(Dataset excerpts)
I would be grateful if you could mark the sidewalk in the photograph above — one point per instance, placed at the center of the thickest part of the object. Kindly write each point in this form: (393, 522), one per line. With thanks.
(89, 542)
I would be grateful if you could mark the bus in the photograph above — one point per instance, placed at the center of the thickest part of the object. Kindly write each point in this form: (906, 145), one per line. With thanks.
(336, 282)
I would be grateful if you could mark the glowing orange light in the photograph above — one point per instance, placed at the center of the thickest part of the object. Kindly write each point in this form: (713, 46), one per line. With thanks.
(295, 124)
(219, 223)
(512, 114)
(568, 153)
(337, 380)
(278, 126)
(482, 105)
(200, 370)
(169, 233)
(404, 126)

What you are asked to do
Nothing may be dropped or altered. Copy every line above.

Answer box
I would be grateful if you could mark the sidewalk in the photograph above — one point per instance, placed at the center of the thickest part of the object. Kindly write each point in this form: (393, 522), one per line. With thanks.
(89, 542)
I would be grateful if you could mark the bus in the photograph above — one point per instance, placed at the center of the thickest part of the object. Kindly write each point in this form: (906, 145), one per line. With thanks.
(336, 282)
I would be grateful if you could mark the glowing orange light in the photograph above — one point per instance, placed at the center of the thickest part of the object. Kindly write each point in this form: (713, 46), one per line. With thanks.
(295, 124)
(219, 223)
(512, 114)
(568, 153)
(337, 380)
(278, 126)
(482, 105)
(200, 370)
(169, 233)
(404, 126)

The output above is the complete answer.